Ejercicios:
1. Contesta estas preguntas sobre el texto de los tipos de huelga:
(a) ¿Qué hacen los trabajadores en la huelga "a la japonesa"?
(b) ¿Dónde se lleva a cabo la huelga "de brazos caídos"?
(c) ¿A qué propósitos responde la huelga revolucionaria?
2. Sigue escribiendo el texto sobre los tipos de huelga a partir de su última frase.

Texto citado:
((

Si acudimos al diccionario de la RAE, veremos que cita ocho tipos de huelga: la más común, la "huelga" , a secas, que es la interrupción colectiva de la actividad laboral, por parte de los trabajadores, para reivindicar ciertas condiciones sociales o económicas o manifestar una protesta; la "huelga general" que es similar a la anterior, pero afectando a todos las actividades; "a la japonesa" en la que los trabajadores producen más de lo habitual al objeto de crear un exceso de producción que descabale las planificaciones productivas de los patrones; la "de celo" en la que se trabaja aplicando estrictamente las disposiciones reglamentarias; la "de brazos caídos" que se realiza en el mismo puesto de trabajo; "la salvaje", que se hace por sorpresa, sin cumplir los requisitos legales a tales efectos; y, por último, "la huelga revolucionaria" que es la que responde a propósitos de subversión política, más que a reivindicaciones de carácter económico o social.

))

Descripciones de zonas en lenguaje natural
((

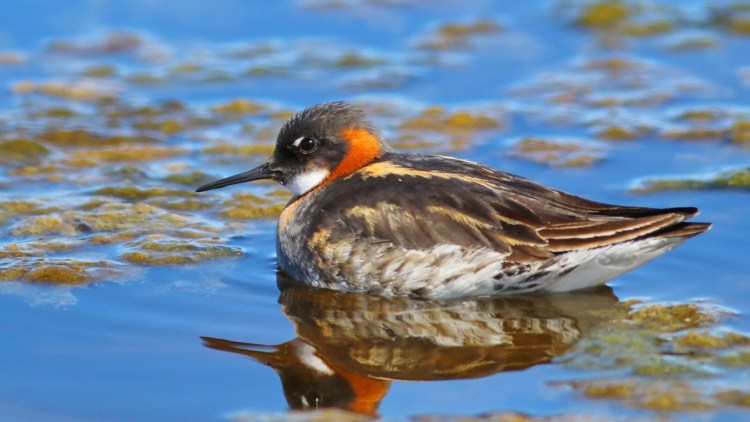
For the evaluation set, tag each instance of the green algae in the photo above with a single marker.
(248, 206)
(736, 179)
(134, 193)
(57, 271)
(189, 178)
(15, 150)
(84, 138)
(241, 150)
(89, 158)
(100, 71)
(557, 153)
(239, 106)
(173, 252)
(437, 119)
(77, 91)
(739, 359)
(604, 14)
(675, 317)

))
((

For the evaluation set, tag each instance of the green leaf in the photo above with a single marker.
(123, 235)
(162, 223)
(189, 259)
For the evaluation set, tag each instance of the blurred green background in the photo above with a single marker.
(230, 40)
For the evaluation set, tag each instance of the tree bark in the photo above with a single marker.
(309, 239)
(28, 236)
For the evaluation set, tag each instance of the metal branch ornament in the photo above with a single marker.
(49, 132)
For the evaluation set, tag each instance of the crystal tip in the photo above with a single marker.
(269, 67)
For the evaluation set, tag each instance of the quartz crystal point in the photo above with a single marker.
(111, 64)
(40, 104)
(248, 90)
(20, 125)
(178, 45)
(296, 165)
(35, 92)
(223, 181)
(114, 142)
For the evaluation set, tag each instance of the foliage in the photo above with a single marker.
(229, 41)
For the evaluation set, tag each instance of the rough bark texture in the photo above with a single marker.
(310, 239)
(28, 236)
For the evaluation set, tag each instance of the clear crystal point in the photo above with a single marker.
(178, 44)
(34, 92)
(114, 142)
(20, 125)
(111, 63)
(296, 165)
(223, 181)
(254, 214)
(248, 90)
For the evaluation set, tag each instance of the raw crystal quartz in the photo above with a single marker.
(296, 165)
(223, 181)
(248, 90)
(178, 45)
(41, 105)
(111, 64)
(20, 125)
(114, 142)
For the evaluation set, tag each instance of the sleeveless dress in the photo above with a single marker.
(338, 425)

))

Respuestas:
1.
(a) Producen más de lo habitual para crear un exceso de producción que descabale las planificaciones productivas de los patrones.
(b) En el mismo puesto de trabajo.
(c) A propósitos de subversión política, más que a reivindicaciones de carácter económico o social.

2.
Es claro que la huelga propiciada y financiada por el Gobierno Catalán, el pasado martes día 3, correspondió a este último tipo, a "la revolucionaria", aunque no se haya visto, oído o leído en ningún medio de comunicación denominarla con este nombre, sino designándola, simplemente, huelga, o huelga general, como si de una huelga común se tratara. No se sabe si el hecho de no haberla llamado por su nombre y apellido ha sido por no atreverse a utilizar el término revolucionaria, que a algunos puede darles miedo, o por la costumbre en el uso y abuso de los eufemismos, defecto típico de esta sociedad que no osa salirse de lo políticamente correcto.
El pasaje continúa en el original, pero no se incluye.